- ACTIVITY
Everything from the line with "Could you please drop a point on the sheer" to the end of the material is to be retyped exactly, both ends included, and nothing else.

- RECORD EXCERPTS
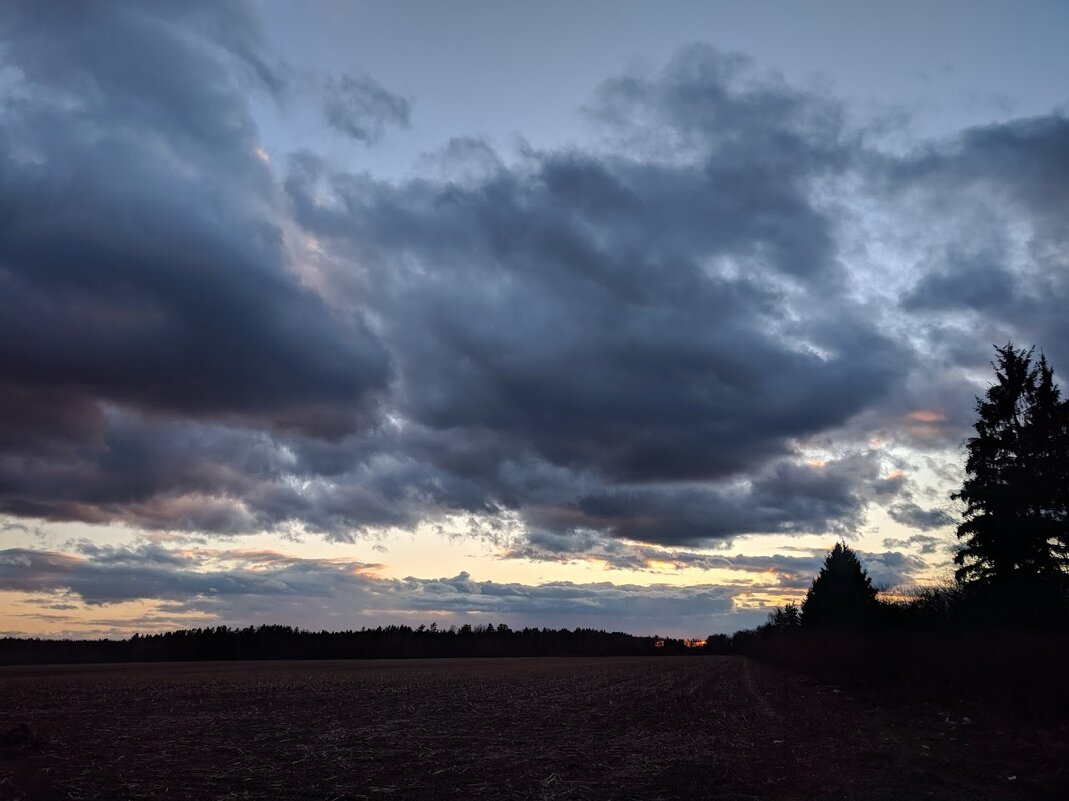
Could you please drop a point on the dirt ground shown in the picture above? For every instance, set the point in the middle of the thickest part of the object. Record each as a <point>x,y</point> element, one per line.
<point>702,727</point>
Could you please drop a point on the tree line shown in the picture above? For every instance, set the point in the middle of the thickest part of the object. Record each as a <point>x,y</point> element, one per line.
<point>388,642</point>
<point>998,632</point>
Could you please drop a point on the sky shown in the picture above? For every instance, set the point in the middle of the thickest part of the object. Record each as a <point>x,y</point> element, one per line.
<point>603,314</point>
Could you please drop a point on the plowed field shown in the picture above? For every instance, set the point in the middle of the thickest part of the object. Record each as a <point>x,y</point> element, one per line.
<point>705,727</point>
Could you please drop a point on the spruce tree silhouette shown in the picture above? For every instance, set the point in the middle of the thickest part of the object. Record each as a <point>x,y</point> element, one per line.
<point>841,595</point>
<point>1013,530</point>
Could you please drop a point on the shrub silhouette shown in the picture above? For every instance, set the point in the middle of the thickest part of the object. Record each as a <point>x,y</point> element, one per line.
<point>841,595</point>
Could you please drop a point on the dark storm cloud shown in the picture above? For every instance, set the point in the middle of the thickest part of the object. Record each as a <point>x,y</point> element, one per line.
<point>142,259</point>
<point>1000,249</point>
<point>361,108</point>
<point>632,342</point>
<point>789,497</point>
<point>615,314</point>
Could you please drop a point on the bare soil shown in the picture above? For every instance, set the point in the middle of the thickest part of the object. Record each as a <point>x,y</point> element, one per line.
<point>696,727</point>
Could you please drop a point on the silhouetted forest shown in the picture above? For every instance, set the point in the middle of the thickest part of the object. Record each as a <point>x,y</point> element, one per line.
<point>389,642</point>
<point>998,634</point>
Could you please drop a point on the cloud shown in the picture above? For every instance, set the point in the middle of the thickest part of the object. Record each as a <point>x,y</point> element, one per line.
<point>910,514</point>
<point>360,108</point>
<point>235,586</point>
<point>638,340</point>
<point>143,260</point>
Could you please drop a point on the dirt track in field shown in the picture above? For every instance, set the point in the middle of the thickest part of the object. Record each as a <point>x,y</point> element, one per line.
<point>713,727</point>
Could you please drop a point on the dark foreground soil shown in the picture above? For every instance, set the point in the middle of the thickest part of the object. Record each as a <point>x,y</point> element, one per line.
<point>703,727</point>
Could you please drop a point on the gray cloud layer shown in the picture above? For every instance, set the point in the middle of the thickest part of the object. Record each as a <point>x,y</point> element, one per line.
<point>237,586</point>
<point>630,340</point>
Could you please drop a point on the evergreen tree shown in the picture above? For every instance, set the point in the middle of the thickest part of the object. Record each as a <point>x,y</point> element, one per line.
<point>1016,517</point>
<point>841,595</point>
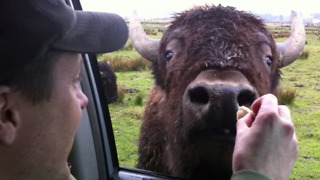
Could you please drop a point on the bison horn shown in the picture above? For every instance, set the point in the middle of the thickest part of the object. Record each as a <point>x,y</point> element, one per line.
<point>146,47</point>
<point>291,49</point>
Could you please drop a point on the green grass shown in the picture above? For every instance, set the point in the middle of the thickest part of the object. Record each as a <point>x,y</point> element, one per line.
<point>303,76</point>
<point>126,117</point>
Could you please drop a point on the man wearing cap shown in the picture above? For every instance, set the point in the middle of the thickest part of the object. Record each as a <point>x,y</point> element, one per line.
<point>41,100</point>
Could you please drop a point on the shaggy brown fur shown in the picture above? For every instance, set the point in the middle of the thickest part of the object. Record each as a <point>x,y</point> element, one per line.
<point>207,45</point>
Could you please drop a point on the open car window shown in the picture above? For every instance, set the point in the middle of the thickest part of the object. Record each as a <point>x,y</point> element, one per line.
<point>94,153</point>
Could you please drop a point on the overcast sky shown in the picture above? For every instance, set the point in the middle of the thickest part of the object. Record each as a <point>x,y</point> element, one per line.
<point>165,8</point>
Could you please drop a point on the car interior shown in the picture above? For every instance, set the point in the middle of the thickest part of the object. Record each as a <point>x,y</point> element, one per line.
<point>94,154</point>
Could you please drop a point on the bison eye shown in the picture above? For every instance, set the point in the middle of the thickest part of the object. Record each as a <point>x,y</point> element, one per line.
<point>168,55</point>
<point>268,60</point>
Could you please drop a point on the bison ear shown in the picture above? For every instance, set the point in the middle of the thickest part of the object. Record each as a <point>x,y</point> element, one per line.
<point>146,47</point>
<point>291,49</point>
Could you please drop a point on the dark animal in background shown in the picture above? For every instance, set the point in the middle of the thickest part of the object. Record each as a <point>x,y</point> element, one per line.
<point>210,61</point>
<point>109,81</point>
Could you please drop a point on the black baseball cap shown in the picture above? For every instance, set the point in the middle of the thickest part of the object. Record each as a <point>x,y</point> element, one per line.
<point>29,28</point>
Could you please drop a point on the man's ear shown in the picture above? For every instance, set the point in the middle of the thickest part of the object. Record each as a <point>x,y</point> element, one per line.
<point>8,119</point>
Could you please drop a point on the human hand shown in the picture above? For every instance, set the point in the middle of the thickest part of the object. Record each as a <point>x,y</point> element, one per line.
<point>266,141</point>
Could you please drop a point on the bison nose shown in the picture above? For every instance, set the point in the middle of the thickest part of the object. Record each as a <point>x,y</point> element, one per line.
<point>216,104</point>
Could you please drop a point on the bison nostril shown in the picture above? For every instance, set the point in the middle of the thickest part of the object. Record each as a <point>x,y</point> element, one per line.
<point>199,95</point>
<point>246,97</point>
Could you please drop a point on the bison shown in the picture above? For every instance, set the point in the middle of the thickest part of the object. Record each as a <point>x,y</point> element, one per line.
<point>109,81</point>
<point>210,61</point>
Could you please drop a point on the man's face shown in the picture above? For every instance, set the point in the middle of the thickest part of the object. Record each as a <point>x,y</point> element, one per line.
<point>48,128</point>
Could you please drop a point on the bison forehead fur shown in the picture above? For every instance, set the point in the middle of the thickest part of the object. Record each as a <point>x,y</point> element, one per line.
<point>210,61</point>
<point>218,37</point>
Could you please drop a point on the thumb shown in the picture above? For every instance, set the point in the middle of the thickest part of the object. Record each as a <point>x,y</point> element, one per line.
<point>245,122</point>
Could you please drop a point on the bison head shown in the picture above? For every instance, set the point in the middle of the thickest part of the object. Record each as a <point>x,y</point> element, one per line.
<point>210,61</point>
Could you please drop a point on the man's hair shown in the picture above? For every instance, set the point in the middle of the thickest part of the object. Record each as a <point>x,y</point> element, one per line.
<point>35,81</point>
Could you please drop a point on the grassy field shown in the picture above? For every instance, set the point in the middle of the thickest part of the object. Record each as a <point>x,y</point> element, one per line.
<point>303,76</point>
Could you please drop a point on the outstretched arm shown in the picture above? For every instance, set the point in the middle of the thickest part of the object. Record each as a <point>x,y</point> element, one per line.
<point>266,142</point>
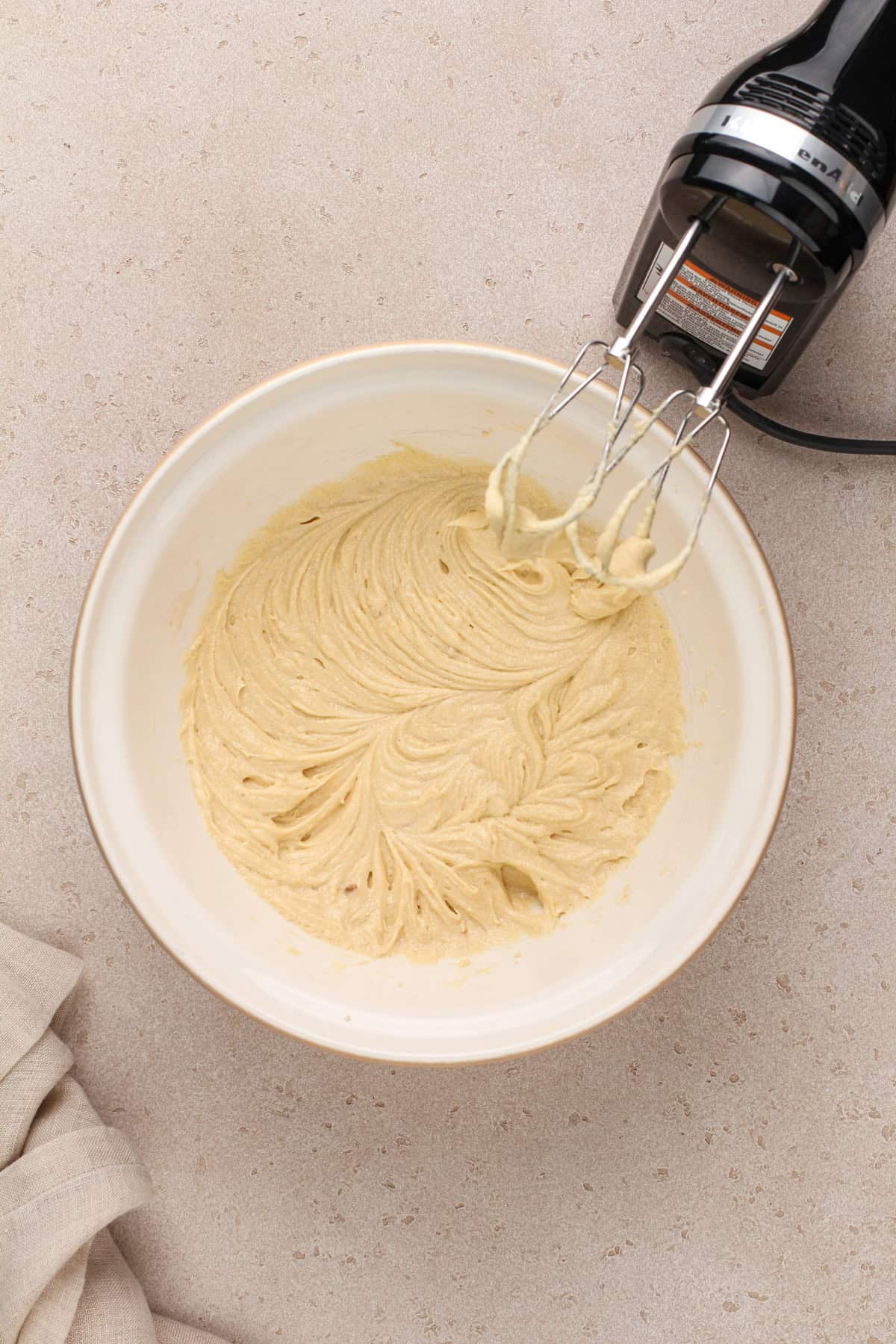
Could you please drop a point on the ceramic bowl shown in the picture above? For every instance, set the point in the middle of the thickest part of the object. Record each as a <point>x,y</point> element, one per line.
<point>153,579</point>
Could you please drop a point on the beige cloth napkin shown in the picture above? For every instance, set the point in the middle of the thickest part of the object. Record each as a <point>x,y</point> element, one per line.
<point>63,1177</point>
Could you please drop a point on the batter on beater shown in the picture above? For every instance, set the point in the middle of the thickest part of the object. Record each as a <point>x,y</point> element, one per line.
<point>406,741</point>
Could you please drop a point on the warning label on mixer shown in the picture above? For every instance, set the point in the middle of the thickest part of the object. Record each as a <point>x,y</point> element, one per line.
<point>712,311</point>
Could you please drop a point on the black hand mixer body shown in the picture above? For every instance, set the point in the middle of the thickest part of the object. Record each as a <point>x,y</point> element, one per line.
<point>790,161</point>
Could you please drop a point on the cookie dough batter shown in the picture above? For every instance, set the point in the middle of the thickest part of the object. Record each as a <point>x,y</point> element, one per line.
<point>408,742</point>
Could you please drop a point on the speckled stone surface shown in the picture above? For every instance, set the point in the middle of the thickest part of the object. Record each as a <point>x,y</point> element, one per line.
<point>196,194</point>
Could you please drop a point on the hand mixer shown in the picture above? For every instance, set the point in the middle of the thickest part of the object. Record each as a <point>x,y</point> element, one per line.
<point>765,211</point>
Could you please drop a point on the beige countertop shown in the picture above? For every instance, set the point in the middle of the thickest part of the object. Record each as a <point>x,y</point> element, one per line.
<point>196,194</point>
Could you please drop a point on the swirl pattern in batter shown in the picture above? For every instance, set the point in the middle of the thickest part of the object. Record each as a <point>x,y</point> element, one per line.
<point>408,742</point>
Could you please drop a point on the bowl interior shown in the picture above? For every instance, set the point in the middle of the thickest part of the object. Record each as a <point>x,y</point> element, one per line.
<point>153,581</point>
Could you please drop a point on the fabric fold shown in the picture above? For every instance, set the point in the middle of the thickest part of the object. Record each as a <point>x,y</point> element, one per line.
<point>65,1176</point>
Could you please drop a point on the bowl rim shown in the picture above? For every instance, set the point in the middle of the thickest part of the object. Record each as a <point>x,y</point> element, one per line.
<point>180,449</point>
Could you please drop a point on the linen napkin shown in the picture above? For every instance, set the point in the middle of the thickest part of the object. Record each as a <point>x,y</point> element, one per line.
<point>63,1177</point>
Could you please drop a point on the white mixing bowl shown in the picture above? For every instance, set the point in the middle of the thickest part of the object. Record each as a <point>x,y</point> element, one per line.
<point>314,423</point>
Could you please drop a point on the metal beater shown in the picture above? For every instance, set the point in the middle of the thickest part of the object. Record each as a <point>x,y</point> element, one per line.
<point>781,181</point>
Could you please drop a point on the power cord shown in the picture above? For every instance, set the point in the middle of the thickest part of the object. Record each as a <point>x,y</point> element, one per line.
<point>704,367</point>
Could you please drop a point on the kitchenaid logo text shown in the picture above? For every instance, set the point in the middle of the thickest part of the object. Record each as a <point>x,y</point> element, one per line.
<point>832,175</point>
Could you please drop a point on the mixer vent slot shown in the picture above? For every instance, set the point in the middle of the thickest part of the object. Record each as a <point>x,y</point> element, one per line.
<point>810,108</point>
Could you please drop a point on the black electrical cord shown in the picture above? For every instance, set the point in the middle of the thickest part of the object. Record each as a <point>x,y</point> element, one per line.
<point>704,369</point>
<point>828,444</point>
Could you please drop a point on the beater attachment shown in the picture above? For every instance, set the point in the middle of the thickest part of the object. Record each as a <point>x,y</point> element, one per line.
<point>523,534</point>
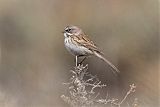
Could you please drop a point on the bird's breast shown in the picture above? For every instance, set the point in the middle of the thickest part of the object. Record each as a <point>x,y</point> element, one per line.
<point>74,48</point>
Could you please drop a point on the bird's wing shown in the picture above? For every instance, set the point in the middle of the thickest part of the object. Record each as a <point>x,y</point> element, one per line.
<point>86,42</point>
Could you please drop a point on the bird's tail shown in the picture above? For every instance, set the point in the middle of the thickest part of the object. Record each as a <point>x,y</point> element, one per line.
<point>100,55</point>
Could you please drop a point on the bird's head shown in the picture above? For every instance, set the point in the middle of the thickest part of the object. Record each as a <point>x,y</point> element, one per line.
<point>72,30</point>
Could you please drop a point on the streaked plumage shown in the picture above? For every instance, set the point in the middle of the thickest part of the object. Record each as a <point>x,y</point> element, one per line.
<point>78,44</point>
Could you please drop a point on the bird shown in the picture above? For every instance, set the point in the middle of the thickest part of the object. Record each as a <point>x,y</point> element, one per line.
<point>78,44</point>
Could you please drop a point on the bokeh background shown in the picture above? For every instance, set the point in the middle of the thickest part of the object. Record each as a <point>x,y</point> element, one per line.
<point>34,62</point>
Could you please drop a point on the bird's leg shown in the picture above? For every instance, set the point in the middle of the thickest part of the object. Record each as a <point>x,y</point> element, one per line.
<point>76,60</point>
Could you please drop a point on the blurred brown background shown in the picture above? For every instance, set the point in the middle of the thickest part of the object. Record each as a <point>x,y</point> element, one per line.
<point>34,62</point>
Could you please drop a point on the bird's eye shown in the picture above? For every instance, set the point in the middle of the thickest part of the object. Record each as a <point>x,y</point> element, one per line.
<point>68,30</point>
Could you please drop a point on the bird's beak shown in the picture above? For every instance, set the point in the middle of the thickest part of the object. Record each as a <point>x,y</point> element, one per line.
<point>63,31</point>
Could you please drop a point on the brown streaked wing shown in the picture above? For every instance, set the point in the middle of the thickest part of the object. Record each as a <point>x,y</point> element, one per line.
<point>86,42</point>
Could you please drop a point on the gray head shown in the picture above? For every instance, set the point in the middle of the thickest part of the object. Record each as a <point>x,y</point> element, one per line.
<point>72,30</point>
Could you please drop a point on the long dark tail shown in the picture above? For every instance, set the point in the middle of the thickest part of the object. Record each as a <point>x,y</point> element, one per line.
<point>99,55</point>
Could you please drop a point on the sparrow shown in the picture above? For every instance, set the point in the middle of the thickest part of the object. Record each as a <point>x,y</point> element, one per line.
<point>78,44</point>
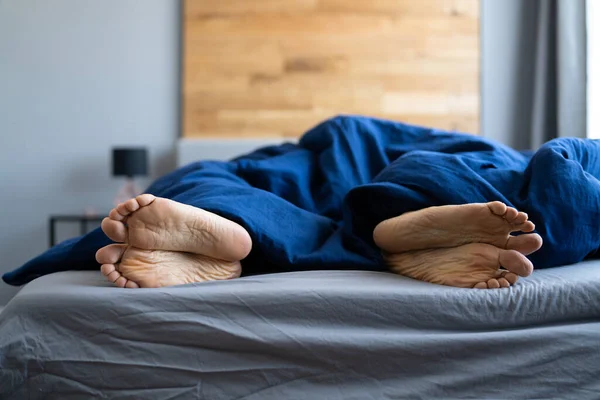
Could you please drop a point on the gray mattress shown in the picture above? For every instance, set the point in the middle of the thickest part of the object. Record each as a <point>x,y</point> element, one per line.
<point>308,335</point>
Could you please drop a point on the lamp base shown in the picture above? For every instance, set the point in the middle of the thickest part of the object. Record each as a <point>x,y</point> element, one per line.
<point>128,191</point>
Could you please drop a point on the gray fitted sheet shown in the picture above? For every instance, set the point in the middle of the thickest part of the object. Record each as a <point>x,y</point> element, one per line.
<point>307,335</point>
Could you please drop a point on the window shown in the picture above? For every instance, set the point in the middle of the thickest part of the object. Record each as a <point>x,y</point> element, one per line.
<point>593,69</point>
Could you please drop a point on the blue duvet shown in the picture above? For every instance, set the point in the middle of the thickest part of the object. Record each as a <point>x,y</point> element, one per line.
<point>313,205</point>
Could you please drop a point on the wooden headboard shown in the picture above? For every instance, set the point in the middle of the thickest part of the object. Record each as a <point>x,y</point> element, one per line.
<point>274,68</point>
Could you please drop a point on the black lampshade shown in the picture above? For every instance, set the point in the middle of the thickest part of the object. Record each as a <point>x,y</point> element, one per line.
<point>130,161</point>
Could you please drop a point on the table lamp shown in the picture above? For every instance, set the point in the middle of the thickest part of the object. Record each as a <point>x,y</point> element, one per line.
<point>129,162</point>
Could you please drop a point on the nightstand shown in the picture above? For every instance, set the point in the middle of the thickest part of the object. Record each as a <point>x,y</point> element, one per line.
<point>83,220</point>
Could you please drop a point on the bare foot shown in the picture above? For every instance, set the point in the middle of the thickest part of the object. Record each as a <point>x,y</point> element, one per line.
<point>153,223</point>
<point>130,267</point>
<point>473,265</point>
<point>451,226</point>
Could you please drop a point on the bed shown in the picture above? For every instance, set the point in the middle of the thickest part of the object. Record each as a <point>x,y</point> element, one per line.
<point>321,334</point>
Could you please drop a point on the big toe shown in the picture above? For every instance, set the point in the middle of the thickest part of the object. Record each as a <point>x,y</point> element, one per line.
<point>115,230</point>
<point>110,254</point>
<point>515,262</point>
<point>525,244</point>
<point>497,207</point>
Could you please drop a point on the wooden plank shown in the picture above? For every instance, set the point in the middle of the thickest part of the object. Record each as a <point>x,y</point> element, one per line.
<point>270,68</point>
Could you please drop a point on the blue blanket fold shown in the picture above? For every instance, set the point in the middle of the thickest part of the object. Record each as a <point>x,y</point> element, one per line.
<point>313,205</point>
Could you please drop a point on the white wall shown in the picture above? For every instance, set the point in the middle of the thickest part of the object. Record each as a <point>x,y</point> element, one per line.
<point>77,77</point>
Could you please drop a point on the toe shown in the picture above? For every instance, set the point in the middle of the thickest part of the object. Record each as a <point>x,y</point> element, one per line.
<point>115,214</point>
<point>515,262</point>
<point>503,282</point>
<point>121,281</point>
<point>521,218</point>
<point>511,278</point>
<point>145,199</point>
<point>493,283</point>
<point>497,207</point>
<point>524,244</point>
<point>131,285</point>
<point>113,276</point>
<point>127,207</point>
<point>511,214</point>
<point>481,285</point>
<point>115,230</point>
<point>527,227</point>
<point>110,254</point>
<point>106,269</point>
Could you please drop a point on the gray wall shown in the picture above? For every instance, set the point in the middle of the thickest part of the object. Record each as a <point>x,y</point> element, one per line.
<point>77,77</point>
<point>507,35</point>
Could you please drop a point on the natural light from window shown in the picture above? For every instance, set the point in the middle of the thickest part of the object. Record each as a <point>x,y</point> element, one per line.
<point>593,68</point>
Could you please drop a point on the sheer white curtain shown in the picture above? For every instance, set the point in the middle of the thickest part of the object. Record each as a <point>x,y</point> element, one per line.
<point>559,85</point>
<point>534,69</point>
<point>593,46</point>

- FINISHED EXERCISE
Could you please drop a point on the sheer white curtain shown in the picture above? For every instance, set the point in the middle of the thickest part of the object. Record each as a <point>x,y</point> element, one per line.
<point>559,85</point>
<point>534,69</point>
<point>593,46</point>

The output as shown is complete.